--- MATERIAL FOR THIS TASK Enclosed Below ---

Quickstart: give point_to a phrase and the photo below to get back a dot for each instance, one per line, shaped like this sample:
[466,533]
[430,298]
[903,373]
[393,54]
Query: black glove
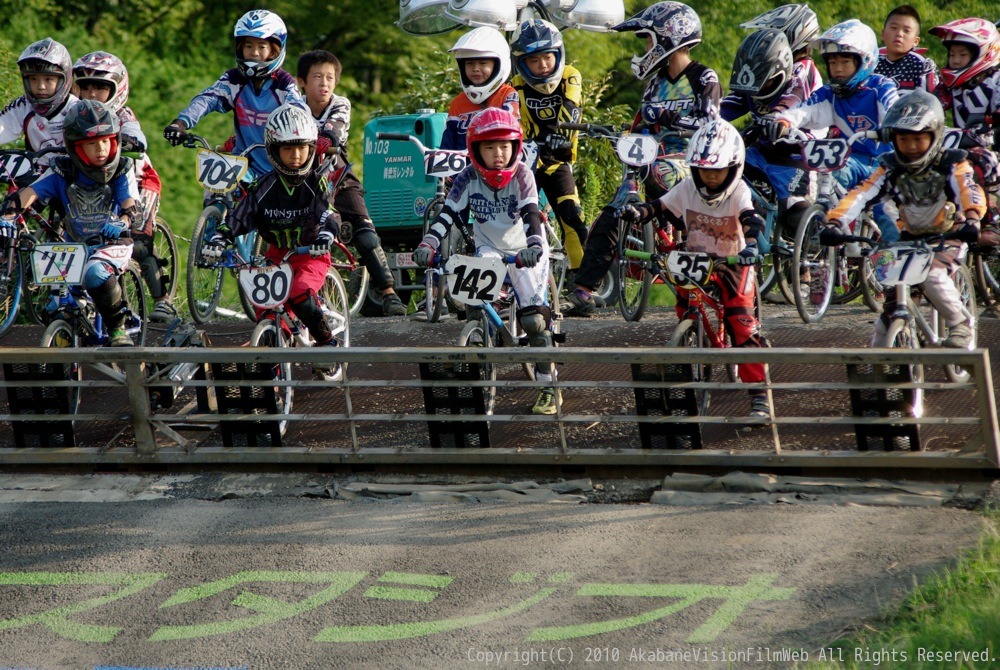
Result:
[174,133]
[968,232]
[831,236]
[749,254]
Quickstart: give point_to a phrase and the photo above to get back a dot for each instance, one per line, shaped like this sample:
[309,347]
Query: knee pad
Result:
[310,313]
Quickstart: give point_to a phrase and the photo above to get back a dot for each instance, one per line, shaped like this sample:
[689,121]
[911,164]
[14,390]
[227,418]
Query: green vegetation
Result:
[957,610]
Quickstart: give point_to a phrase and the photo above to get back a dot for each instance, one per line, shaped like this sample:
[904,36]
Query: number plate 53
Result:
[473,280]
[267,287]
[220,173]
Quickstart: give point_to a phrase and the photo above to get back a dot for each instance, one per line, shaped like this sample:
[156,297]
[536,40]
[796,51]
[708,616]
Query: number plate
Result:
[473,280]
[267,287]
[442,163]
[825,155]
[405,260]
[688,269]
[902,265]
[58,264]
[220,173]
[637,150]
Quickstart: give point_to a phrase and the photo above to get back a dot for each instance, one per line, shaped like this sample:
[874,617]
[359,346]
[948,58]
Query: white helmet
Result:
[290,125]
[485,44]
[716,145]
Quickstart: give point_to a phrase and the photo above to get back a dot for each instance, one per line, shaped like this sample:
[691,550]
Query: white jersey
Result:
[19,118]
[712,229]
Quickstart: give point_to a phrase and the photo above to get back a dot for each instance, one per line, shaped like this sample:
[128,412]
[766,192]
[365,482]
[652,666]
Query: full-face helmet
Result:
[92,120]
[494,123]
[916,112]
[670,25]
[855,39]
[983,40]
[102,67]
[46,57]
[290,125]
[264,25]
[715,146]
[539,37]
[483,43]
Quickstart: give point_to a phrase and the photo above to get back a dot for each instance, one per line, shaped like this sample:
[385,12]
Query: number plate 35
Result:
[267,287]
[688,269]
[473,280]
[220,173]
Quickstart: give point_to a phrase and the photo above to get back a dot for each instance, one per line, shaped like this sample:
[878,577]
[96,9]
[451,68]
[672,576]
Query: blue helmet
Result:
[854,39]
[264,25]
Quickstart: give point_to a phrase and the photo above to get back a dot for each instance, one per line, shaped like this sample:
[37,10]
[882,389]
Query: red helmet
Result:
[494,123]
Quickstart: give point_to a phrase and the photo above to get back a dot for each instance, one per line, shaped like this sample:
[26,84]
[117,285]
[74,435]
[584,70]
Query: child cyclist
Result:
[318,73]
[682,94]
[483,58]
[93,183]
[550,92]
[935,193]
[47,75]
[498,189]
[102,76]
[252,90]
[290,208]
[715,210]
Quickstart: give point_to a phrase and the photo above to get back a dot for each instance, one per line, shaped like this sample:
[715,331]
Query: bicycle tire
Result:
[60,334]
[688,334]
[632,280]
[11,287]
[269,333]
[203,280]
[812,257]
[900,335]
[167,254]
[476,333]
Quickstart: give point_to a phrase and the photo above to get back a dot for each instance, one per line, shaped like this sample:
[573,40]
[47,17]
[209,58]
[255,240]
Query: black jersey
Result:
[286,217]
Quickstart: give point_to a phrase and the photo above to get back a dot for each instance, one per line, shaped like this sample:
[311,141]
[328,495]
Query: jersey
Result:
[685,103]
[864,109]
[913,70]
[284,218]
[950,179]
[235,92]
[713,229]
[506,219]
[40,132]
[88,204]
[541,111]
[461,111]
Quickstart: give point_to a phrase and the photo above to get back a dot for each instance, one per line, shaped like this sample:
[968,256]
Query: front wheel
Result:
[632,280]
[204,279]
[60,334]
[688,334]
[269,333]
[813,268]
[477,334]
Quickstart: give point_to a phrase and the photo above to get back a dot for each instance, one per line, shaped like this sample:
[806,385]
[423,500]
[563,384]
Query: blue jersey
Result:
[862,110]
[235,92]
[88,204]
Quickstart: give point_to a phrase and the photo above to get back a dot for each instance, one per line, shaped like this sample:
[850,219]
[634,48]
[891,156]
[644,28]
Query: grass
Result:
[957,610]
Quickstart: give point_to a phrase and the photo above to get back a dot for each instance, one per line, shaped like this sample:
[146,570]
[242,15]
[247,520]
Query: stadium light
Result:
[500,14]
[424,17]
[595,15]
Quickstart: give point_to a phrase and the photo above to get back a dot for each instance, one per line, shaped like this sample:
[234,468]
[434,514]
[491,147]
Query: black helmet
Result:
[916,112]
[763,66]
[92,120]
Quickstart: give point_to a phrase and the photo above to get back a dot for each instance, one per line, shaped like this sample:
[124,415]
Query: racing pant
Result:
[739,300]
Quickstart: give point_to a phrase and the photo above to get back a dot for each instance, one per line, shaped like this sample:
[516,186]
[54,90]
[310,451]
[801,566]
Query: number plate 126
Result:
[473,280]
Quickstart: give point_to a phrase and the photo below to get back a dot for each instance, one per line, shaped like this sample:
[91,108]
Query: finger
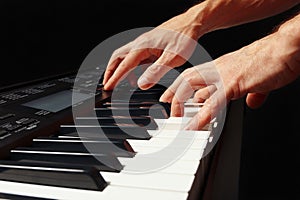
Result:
[204,93]
[130,61]
[111,69]
[255,100]
[115,60]
[168,95]
[132,79]
[157,70]
[183,92]
[207,112]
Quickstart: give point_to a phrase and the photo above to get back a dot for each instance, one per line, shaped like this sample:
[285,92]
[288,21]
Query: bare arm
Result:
[254,70]
[200,19]
[217,14]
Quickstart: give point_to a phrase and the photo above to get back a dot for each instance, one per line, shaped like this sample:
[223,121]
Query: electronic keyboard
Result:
[112,148]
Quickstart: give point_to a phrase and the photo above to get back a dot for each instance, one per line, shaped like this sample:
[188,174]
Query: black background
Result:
[44,38]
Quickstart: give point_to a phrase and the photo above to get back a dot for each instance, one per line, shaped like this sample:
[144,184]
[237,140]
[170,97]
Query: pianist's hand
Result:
[254,70]
[166,46]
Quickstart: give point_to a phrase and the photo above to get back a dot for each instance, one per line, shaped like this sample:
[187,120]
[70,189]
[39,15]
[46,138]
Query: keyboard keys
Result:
[60,175]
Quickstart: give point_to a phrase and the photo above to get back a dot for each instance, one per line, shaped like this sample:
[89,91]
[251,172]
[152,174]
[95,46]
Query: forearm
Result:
[211,15]
[290,34]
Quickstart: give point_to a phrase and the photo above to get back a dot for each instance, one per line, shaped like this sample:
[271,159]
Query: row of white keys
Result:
[176,176]
[172,182]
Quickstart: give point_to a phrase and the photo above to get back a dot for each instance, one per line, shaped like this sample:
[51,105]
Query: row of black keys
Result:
[63,160]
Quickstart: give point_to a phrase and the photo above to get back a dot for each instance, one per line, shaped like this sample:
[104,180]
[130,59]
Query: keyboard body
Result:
[40,141]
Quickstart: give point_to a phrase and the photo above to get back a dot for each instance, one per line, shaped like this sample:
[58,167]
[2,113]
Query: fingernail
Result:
[142,81]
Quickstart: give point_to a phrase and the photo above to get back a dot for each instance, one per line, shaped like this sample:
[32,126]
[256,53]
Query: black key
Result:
[20,197]
[101,162]
[119,148]
[3,132]
[155,111]
[59,175]
[6,116]
[121,132]
[146,121]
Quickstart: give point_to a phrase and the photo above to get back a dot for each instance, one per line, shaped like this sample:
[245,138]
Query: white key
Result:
[161,143]
[109,193]
[179,166]
[159,181]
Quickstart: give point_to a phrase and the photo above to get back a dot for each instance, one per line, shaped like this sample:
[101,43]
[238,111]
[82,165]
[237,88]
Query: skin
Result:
[253,70]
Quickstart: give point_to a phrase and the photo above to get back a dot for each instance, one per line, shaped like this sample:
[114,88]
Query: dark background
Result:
[44,38]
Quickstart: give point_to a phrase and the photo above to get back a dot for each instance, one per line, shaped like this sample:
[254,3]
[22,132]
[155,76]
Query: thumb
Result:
[255,100]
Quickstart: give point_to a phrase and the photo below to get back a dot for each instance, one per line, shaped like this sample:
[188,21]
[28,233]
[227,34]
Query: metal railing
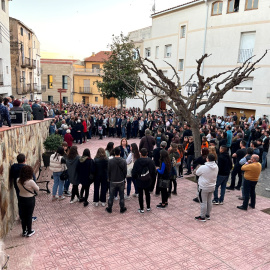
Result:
[244,54]
[88,71]
[86,90]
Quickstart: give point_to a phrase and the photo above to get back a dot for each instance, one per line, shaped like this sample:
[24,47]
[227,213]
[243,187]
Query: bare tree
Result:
[171,92]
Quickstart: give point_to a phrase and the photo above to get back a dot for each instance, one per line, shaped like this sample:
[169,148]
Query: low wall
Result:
[27,139]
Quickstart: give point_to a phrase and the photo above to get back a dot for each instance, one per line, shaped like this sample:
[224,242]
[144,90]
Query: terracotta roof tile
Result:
[98,57]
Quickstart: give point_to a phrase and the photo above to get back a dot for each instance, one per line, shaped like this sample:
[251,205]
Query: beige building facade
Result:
[24,48]
[230,30]
[57,74]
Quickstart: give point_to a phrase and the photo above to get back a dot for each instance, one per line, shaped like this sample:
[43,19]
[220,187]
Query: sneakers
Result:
[199,218]
[108,209]
[74,200]
[30,233]
[215,202]
[161,206]
[67,193]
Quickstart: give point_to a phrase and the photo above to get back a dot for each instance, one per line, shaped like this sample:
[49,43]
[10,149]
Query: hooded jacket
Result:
[85,166]
[139,164]
[207,176]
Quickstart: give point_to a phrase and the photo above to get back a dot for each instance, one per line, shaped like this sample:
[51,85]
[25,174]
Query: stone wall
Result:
[28,140]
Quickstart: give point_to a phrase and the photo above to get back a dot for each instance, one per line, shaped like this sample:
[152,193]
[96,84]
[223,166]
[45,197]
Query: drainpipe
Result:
[205,33]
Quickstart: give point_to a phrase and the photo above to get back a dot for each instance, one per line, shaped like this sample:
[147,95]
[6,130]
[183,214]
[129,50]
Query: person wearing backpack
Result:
[144,172]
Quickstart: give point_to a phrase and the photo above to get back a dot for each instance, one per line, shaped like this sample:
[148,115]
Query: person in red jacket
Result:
[68,138]
[84,130]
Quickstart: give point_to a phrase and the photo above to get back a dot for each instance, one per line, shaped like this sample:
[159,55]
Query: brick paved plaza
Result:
[70,236]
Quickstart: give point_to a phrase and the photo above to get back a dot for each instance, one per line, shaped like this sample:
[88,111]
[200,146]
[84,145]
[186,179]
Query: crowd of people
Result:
[230,146]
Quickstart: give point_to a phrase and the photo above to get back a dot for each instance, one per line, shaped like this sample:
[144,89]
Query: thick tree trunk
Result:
[195,126]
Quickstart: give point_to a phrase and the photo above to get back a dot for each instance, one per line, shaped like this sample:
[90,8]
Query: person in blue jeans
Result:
[224,168]
[57,166]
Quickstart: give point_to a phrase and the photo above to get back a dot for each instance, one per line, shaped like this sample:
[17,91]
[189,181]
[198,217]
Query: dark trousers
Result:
[27,205]
[249,189]
[236,171]
[164,195]
[74,191]
[147,197]
[85,190]
[114,187]
[111,132]
[100,195]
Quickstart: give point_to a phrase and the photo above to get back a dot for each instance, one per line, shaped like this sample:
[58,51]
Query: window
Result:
[181,64]
[147,52]
[245,85]
[217,8]
[64,82]
[251,4]
[50,81]
[3,5]
[183,31]
[233,6]
[157,51]
[168,51]
[246,46]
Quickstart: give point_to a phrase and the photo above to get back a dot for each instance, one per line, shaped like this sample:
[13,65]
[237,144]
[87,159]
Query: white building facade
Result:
[229,30]
[5,66]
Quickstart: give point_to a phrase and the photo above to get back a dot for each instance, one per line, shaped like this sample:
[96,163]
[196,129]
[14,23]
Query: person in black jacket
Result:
[190,154]
[85,167]
[224,169]
[100,177]
[117,172]
[144,165]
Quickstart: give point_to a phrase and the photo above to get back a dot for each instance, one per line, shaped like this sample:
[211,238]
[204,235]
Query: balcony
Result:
[33,64]
[88,71]
[85,90]
[244,54]
[25,62]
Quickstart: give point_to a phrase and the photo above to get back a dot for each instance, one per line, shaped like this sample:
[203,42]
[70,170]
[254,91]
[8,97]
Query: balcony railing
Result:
[85,90]
[25,62]
[33,64]
[88,71]
[244,54]
[1,79]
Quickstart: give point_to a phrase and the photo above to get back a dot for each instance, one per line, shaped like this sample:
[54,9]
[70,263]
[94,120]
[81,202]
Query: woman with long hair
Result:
[72,162]
[109,148]
[124,148]
[100,177]
[164,173]
[57,166]
[132,157]
[85,168]
[27,187]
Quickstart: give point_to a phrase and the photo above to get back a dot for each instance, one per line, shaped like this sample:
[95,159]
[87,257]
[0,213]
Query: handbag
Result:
[164,183]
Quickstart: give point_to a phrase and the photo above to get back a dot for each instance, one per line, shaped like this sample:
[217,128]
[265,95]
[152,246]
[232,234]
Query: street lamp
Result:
[192,89]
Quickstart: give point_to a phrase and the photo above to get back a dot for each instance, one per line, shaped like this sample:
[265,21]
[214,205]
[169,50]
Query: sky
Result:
[76,28]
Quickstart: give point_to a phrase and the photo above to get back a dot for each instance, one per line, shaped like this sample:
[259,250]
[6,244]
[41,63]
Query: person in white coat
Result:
[206,185]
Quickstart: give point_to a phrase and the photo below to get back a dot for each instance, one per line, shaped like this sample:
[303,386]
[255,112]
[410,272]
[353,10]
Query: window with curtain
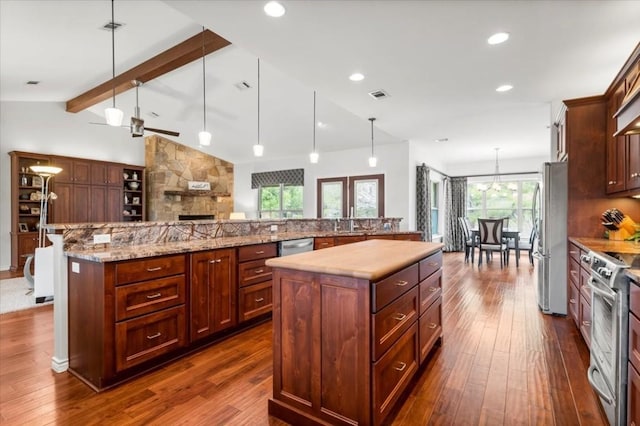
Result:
[513,200]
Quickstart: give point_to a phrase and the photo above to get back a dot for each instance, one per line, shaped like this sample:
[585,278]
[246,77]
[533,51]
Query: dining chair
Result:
[491,240]
[466,232]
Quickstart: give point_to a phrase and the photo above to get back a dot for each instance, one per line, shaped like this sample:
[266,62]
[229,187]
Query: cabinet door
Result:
[213,292]
[633,162]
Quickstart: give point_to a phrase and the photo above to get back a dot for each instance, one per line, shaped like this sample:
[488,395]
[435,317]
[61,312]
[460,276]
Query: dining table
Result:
[506,233]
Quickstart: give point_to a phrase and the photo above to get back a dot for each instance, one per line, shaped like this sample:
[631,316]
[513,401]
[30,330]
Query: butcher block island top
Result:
[369,260]
[352,326]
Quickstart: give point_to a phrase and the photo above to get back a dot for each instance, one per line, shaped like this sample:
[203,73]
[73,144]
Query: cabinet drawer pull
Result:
[399,317]
[402,366]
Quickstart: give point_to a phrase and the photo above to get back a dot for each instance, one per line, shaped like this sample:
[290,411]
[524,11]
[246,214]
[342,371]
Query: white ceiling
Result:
[430,56]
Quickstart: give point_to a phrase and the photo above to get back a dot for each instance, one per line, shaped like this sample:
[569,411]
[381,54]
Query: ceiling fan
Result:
[137,124]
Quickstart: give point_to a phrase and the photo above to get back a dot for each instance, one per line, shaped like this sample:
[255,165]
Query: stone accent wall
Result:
[170,166]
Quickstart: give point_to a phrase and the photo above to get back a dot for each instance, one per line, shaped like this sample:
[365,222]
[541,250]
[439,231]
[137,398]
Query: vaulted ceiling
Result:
[431,57]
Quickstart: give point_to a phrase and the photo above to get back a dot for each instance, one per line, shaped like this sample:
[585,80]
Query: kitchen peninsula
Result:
[351,327]
[159,290]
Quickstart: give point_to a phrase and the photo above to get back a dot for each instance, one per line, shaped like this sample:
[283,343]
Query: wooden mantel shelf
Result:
[198,193]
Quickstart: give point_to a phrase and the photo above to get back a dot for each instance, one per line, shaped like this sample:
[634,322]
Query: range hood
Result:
[628,116]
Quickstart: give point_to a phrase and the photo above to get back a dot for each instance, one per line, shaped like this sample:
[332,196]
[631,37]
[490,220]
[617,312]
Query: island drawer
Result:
[430,290]
[144,338]
[150,268]
[393,372]
[257,251]
[142,298]
[430,264]
[430,328]
[389,323]
[255,300]
[393,286]
[253,272]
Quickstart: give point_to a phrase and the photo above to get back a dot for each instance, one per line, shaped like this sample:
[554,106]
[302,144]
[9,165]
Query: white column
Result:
[60,358]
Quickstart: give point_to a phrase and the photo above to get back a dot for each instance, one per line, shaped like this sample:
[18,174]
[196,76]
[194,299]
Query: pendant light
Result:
[373,161]
[258,149]
[314,156]
[113,115]
[204,137]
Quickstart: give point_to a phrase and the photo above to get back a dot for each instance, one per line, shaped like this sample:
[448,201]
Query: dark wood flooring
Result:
[501,363]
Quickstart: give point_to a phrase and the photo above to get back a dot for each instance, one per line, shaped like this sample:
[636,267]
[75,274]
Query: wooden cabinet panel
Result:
[253,272]
[390,322]
[258,251]
[574,303]
[149,268]
[144,338]
[213,292]
[393,286]
[254,300]
[430,265]
[430,328]
[148,296]
[393,372]
[430,290]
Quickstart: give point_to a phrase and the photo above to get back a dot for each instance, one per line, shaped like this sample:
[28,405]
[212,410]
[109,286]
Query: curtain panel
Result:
[455,193]
[423,202]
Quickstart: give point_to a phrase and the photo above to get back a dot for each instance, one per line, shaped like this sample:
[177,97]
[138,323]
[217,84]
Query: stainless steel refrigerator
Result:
[550,206]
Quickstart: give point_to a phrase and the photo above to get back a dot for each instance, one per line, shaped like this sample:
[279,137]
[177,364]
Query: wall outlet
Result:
[101,239]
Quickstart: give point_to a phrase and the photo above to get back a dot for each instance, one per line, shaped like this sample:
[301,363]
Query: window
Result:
[280,201]
[361,195]
[514,200]
[435,187]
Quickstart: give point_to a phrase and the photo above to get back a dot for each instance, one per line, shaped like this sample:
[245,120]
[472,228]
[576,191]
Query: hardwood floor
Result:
[501,362]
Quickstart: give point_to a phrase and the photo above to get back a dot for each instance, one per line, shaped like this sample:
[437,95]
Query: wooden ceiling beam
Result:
[167,61]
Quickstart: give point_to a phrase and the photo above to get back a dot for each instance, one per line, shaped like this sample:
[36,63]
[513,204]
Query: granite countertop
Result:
[105,253]
[611,246]
[370,260]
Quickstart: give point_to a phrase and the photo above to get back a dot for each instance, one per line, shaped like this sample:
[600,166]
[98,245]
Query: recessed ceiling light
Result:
[274,9]
[498,38]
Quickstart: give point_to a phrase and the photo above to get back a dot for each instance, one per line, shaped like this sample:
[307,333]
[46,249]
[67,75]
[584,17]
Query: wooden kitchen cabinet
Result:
[125,316]
[254,280]
[213,290]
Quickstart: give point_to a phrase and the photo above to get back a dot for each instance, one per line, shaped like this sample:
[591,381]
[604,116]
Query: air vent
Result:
[243,85]
[111,25]
[379,94]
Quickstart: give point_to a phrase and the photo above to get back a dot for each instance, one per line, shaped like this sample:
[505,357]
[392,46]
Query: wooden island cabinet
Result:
[351,326]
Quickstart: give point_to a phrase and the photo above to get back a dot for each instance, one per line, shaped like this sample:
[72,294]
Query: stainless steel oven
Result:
[609,334]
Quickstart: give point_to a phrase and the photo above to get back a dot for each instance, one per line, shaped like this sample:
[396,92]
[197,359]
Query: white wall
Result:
[47,128]
[392,162]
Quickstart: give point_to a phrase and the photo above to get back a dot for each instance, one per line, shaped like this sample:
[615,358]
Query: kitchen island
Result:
[352,325]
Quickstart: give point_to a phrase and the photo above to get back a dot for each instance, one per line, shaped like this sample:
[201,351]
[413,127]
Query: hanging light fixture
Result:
[496,184]
[204,137]
[373,161]
[314,156]
[258,149]
[113,115]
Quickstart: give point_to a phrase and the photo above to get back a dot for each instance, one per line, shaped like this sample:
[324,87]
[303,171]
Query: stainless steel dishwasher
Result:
[295,246]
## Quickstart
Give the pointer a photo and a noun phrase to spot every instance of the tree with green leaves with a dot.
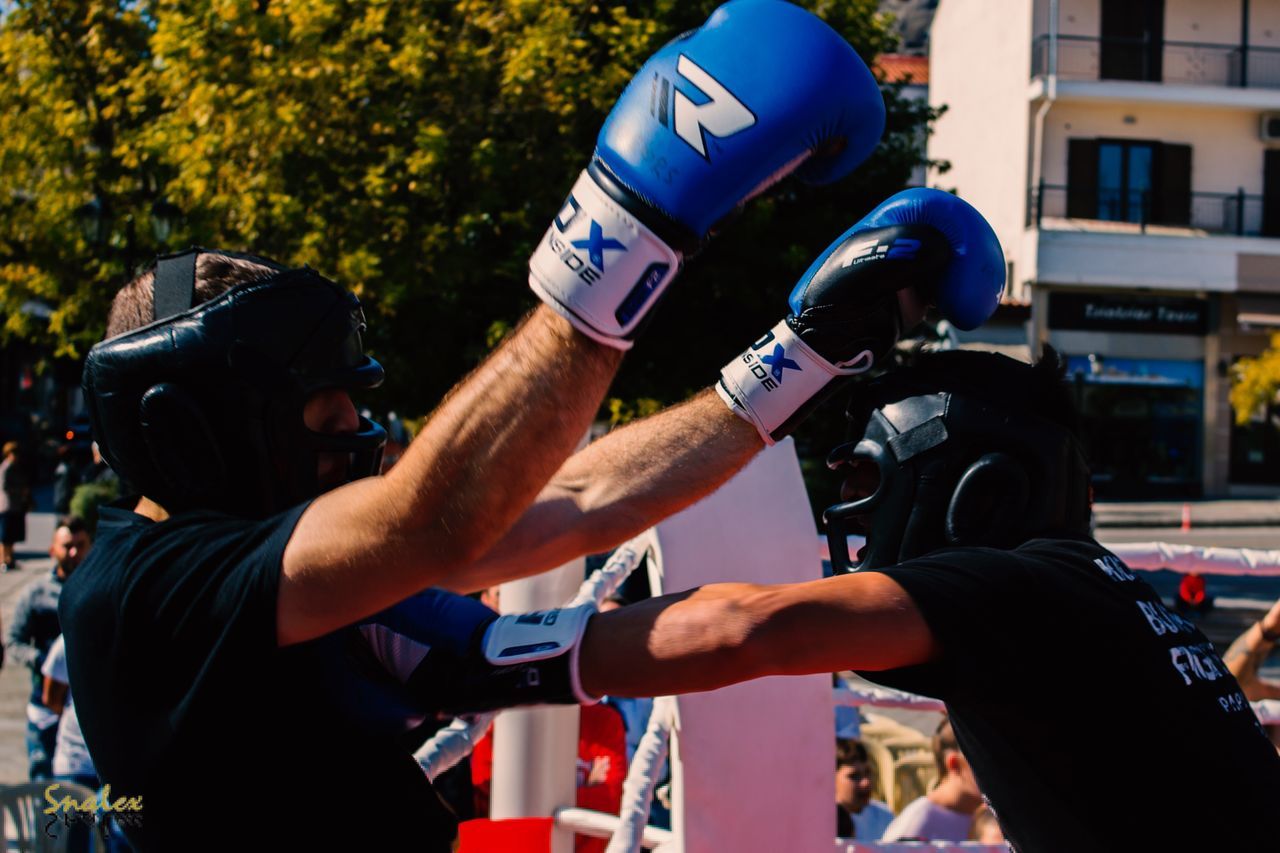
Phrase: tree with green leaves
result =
(412, 151)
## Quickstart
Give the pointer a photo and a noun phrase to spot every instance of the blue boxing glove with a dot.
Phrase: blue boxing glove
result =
(438, 652)
(859, 297)
(763, 89)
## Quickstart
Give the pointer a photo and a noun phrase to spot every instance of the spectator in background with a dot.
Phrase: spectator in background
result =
(14, 501)
(1249, 649)
(856, 813)
(35, 628)
(72, 761)
(65, 479)
(946, 812)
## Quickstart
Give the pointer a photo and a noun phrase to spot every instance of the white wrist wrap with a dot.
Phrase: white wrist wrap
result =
(599, 268)
(777, 375)
(524, 638)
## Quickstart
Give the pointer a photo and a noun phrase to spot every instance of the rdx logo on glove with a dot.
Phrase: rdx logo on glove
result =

--- End of Enclosed MATERIAL FOR THIS TASK ---

Copy out every line from the data above in which the word "keys" occurs.

ANSWER SPACE —
Query: keyboard keys
Query: row of white keys
Query: row of black keys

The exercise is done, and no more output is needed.